*Textabschnitt*
☆ ☆ ☆ ☆ ☆ ☆ ☆
Die Piraten-Fraktion im Abgeordnetenhaus legt ein Arbeitspapier zum Thema „Berlin – virtuelle Hauptstadt“ vor, ein Konzept, wie die Metropole auch ohne Flughafen und öffentlichen Nahverkehr lebensfähig sei, nämlich durch konsequente Nutzung von leistungsfähigen Breitbandnetzen über Notebooks und Smartphones. Eine Umfrage bei der ständigen Mitgliederversammlung im Netz habe ergeben, dass die meisten Menschen überhaupt keine Lust hätten, sich ständig von A nach B und zurück zu bewegen, twittert Piraten-Fraktionschef Christopher Lauer.

Im Juni erreicht die S-Bahn einen neuen Negativrekord. Und dann?

Unser Berlin nicht schlechtreden! Klaus Wowereit steht zur Stadt und zum Flughafen – mit oder ohne Dach. Selbst der Zusammenbruch des BER-Terminals bringt den Regierenden nicht aus der Ruhe. Seitenhiebe eines Nobelpreisträgers aber sind „wenig hilfreich“. Foto: dpa

© dpa

JUNI

Die S-Bahn erreicht mit 45 Prozent einen neuen negativen Pünktlichkeitsrekord, obwohl das Wetter heiter und trocken ist. Als erste Gegenmaßnahme wird die Pünktlichkeitsstatistik eingestellt, wie es heißt, weil nicht mehr mit hinreichender Sicherheit festgestellt werden könne, ob die eintreffenden Züge zu früh oder zu spät ankämen. Selbst wenn ein Zug auf den ersten Blick pünktlich sei, könne er durchaus schon eine Stunde Verspätung haben, sagt S-Bahn-Chef Peter Buchner. Er fordert den Senat auf, sich mit der Transportbehörde Neu-Delhi in Verbindung zu setzen. Dort werde eine ältere Zugreihe gerade ausgemustert, die mit kleineren Modifikationen übergangsweise auch für Berlin geeignet sei.
☆ ☆ ☆ ☆ ☆ ☆ ☆
*Aufgeführte Einträge*

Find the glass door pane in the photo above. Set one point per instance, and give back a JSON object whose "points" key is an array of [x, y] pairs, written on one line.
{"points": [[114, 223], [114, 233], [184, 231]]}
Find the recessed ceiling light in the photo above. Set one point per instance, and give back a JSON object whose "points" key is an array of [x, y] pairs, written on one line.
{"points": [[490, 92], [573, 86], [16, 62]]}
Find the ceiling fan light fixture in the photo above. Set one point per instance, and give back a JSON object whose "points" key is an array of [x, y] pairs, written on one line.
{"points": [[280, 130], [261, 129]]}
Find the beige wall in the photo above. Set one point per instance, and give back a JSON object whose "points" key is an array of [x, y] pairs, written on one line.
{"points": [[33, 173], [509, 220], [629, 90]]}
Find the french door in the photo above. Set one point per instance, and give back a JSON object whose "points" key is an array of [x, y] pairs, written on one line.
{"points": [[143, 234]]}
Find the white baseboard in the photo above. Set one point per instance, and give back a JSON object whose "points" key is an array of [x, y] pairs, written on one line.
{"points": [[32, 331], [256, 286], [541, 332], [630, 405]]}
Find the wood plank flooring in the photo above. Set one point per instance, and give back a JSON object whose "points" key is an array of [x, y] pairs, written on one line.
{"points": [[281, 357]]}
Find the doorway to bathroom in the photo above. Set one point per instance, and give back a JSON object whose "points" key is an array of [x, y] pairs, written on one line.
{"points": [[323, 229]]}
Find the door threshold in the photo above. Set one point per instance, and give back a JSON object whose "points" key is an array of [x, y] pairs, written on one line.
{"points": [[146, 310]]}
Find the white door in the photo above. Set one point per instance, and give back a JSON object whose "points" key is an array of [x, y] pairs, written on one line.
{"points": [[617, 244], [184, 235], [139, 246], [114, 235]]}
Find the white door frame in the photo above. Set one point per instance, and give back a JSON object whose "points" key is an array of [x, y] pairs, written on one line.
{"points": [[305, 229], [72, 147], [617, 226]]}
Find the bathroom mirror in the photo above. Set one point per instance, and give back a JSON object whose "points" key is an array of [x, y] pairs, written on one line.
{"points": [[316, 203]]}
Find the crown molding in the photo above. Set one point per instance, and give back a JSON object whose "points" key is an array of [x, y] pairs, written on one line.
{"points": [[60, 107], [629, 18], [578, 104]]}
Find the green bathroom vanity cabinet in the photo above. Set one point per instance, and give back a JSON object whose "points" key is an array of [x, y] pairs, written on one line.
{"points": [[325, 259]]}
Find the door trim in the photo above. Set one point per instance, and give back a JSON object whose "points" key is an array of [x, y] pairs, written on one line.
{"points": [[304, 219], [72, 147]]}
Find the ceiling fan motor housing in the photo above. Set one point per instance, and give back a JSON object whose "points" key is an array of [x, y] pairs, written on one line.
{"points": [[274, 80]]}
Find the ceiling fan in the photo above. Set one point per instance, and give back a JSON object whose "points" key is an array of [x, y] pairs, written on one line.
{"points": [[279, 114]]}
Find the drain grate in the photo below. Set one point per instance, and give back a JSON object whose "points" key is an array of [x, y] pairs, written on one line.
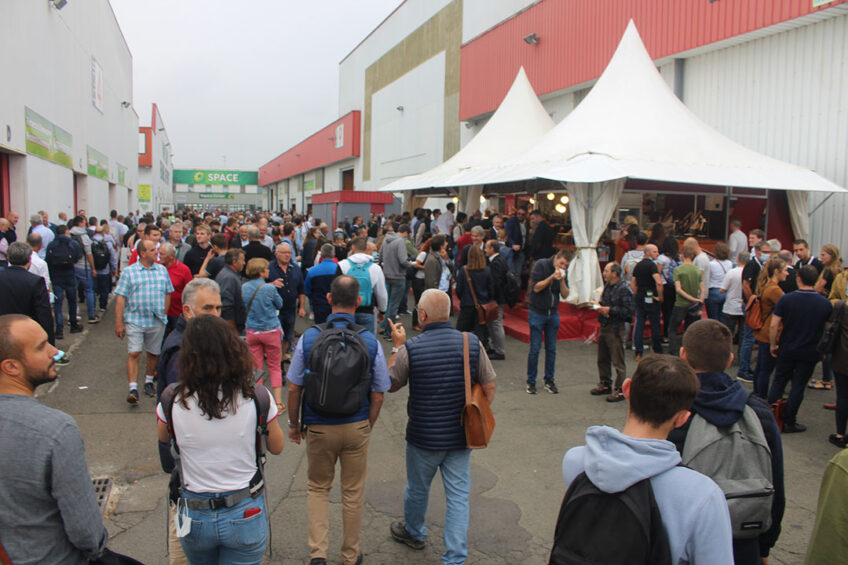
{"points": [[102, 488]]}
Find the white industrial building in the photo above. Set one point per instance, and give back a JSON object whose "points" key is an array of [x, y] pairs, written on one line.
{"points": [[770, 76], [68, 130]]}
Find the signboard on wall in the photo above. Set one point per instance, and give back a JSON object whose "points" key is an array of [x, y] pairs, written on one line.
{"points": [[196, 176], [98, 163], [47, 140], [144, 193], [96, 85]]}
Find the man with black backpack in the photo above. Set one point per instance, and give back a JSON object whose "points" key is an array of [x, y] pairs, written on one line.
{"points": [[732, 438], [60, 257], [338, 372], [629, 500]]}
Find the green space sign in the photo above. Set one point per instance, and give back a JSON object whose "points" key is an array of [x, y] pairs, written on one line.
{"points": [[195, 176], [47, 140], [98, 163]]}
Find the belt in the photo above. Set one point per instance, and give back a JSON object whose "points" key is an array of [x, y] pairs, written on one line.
☆ ☆ ☆ ☆ ☆ ☆ ☆
*Deine Aufgabe*
Erkläre in ein bis drei Sätzen, mit welcher Begründung laut dem Textabschnitt im Juni die Pünktlichkeitsstatistik der S-Bahn eingestellt wird.

*Die Lösung*
Als Grund wird angegeben, dass sich nicht mehr mit hinreichender Sicherheit feststellen lasse, ob die eintreffenden Züge zu früh oder zu spät ankommen. Laut S-Bahn-Chef Peter Buchner kann selbst ein Zug, der auf den ersten Blick pünktlich ist, durchaus schon eine Stunde Verspätung haben.